Your objective —
Show each line of the data below that contains the word "roof", copied unchanged.

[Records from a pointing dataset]
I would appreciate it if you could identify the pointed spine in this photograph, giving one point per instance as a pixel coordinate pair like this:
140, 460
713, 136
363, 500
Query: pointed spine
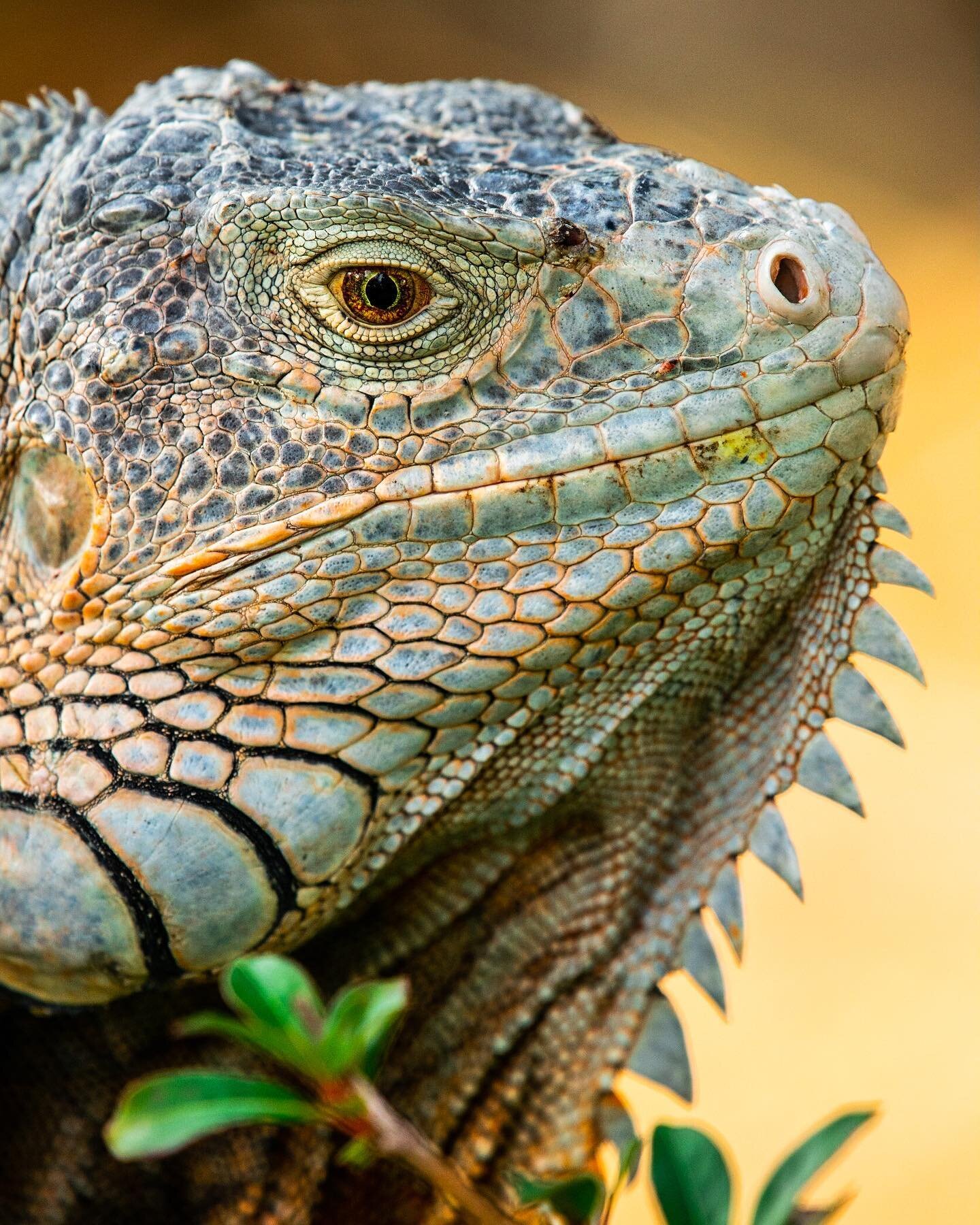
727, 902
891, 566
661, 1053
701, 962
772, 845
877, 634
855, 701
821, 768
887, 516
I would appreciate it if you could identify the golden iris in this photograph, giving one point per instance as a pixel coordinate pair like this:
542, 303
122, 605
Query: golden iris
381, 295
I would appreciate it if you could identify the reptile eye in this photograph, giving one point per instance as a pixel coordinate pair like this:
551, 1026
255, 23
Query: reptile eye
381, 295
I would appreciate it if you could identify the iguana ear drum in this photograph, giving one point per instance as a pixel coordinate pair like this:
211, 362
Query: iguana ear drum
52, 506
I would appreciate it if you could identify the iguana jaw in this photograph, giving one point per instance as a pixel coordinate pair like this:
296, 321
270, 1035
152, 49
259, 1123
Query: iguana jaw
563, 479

---

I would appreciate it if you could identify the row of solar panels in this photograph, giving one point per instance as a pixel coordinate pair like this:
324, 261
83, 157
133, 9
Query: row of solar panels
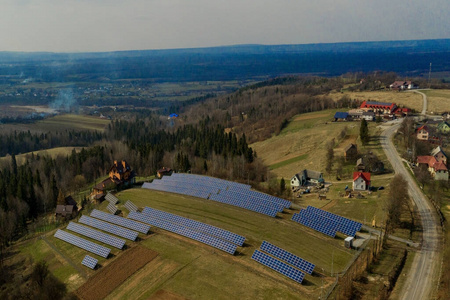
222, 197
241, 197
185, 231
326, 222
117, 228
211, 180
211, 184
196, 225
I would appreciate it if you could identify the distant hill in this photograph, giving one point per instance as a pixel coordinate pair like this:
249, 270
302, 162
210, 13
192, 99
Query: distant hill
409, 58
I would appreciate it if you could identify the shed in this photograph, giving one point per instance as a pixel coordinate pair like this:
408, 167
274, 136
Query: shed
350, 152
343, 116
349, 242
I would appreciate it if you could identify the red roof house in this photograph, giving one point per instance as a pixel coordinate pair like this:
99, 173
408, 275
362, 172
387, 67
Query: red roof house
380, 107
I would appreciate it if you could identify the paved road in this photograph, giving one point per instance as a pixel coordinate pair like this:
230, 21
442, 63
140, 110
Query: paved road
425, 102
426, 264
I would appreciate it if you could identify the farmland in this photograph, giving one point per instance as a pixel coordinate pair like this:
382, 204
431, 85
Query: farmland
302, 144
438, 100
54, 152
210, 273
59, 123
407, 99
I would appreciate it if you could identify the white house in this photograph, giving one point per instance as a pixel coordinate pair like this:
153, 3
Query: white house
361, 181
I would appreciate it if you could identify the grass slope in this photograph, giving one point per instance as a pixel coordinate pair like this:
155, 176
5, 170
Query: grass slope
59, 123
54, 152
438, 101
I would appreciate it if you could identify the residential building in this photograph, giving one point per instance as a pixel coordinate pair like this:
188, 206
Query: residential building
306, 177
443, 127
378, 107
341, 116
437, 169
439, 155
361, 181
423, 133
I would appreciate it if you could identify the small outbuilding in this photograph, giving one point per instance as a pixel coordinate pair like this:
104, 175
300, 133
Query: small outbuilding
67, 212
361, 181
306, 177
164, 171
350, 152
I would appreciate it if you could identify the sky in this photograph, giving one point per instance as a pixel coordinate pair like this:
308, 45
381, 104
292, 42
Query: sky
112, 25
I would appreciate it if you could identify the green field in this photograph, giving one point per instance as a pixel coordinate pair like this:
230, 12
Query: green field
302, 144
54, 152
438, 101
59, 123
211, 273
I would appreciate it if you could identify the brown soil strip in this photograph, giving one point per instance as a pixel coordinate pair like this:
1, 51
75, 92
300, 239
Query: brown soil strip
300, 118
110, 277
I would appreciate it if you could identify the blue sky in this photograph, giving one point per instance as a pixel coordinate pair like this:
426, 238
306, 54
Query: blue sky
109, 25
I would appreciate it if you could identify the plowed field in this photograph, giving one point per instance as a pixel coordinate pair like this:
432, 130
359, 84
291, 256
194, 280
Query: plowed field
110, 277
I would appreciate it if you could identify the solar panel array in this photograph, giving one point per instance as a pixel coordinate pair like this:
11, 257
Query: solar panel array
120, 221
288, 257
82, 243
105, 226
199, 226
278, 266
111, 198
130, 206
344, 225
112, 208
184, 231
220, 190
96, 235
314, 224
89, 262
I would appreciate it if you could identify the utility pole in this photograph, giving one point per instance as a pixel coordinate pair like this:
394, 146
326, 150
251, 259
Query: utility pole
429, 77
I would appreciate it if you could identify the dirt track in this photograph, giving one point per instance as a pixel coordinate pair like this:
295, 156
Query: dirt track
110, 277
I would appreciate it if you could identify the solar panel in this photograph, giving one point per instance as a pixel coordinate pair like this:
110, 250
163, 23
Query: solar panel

...

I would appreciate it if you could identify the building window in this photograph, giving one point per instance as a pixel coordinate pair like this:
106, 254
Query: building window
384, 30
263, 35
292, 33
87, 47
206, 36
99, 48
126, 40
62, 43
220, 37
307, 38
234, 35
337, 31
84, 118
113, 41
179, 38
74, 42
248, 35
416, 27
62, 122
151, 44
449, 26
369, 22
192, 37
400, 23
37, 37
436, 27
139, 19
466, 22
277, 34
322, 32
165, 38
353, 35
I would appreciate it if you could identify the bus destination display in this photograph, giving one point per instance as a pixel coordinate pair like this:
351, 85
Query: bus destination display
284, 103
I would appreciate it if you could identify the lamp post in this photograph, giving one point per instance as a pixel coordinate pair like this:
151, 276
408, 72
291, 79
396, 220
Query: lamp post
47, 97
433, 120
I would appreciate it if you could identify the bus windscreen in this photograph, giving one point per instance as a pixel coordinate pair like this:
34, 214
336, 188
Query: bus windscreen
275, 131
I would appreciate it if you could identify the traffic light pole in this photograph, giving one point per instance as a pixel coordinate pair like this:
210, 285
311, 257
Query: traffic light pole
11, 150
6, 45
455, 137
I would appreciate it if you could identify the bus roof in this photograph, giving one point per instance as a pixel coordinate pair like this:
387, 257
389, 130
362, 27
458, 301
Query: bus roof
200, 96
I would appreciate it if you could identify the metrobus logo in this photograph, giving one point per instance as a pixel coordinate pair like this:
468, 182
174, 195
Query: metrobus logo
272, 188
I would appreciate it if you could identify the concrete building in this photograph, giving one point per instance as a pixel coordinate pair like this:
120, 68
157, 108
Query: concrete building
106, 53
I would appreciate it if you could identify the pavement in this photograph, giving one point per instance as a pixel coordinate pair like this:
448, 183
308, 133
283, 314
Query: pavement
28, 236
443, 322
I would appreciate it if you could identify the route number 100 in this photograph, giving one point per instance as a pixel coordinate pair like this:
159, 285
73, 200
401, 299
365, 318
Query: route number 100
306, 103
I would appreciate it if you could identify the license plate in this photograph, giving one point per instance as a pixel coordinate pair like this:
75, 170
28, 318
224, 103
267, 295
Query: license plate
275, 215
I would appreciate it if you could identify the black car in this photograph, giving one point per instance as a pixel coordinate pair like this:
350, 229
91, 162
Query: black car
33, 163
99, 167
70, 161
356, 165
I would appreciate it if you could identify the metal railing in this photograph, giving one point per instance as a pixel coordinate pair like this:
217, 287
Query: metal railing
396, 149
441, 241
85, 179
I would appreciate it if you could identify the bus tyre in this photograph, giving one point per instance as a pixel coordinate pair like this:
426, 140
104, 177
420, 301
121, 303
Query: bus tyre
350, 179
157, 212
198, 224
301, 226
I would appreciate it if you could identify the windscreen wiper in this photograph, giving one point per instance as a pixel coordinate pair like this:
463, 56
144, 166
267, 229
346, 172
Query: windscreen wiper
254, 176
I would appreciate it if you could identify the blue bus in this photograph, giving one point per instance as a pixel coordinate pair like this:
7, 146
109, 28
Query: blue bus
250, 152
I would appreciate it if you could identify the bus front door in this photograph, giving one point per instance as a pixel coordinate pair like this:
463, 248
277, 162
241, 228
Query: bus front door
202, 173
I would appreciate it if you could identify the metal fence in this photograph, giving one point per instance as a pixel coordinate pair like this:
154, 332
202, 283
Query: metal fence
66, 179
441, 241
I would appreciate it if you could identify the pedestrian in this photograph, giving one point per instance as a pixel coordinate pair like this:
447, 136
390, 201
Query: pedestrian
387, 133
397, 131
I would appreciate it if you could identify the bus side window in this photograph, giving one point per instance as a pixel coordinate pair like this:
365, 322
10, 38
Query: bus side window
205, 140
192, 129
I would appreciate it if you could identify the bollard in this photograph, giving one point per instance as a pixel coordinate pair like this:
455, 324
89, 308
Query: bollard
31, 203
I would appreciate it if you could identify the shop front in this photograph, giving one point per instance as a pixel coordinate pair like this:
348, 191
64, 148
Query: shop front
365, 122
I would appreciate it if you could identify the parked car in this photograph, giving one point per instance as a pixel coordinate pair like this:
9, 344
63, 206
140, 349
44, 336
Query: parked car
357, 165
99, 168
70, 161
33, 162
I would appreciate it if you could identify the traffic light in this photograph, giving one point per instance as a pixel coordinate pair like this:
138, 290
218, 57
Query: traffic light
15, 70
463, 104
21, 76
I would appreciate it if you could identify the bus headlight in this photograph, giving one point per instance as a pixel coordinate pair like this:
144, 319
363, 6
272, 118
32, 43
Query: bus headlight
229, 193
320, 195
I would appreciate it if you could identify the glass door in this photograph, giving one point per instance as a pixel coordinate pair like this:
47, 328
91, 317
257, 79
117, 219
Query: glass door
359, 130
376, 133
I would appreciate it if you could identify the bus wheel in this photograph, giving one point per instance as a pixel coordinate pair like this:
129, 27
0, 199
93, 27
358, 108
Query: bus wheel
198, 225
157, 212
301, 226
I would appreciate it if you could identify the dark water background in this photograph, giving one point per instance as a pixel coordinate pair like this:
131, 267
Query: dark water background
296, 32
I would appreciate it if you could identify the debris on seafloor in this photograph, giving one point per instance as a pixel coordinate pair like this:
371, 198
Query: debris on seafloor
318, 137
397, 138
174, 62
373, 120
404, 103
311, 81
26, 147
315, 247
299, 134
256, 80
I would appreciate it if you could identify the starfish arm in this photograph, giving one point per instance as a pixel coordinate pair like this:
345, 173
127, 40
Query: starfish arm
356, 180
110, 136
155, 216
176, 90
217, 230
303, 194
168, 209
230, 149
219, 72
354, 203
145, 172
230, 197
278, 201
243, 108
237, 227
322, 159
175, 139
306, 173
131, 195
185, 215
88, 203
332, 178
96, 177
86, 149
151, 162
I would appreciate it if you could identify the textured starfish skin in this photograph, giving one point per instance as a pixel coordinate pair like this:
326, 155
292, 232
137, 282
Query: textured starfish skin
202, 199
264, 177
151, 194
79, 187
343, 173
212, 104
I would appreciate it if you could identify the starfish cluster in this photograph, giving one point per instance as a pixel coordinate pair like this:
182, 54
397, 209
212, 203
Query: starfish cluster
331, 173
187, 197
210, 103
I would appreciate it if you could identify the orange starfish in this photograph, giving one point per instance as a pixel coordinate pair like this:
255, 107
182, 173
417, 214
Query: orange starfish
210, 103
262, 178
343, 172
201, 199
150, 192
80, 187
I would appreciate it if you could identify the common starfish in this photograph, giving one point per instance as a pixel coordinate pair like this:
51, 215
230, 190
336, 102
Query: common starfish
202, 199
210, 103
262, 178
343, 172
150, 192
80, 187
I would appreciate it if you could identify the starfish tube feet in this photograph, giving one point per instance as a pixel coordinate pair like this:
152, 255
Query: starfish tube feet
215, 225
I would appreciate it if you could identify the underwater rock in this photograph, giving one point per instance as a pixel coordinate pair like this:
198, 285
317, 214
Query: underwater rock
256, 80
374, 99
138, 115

Solution for this problem —
I would appreciate it if you could identify the red roof house in this photograph, giving one point per instance as a pixel coordinate pair like this:
Query: red roof house
I would appreciate it if you could identify the bus roof in this photograph, giving one point per instance as a pixel coordinate pair like this:
Query: bus roof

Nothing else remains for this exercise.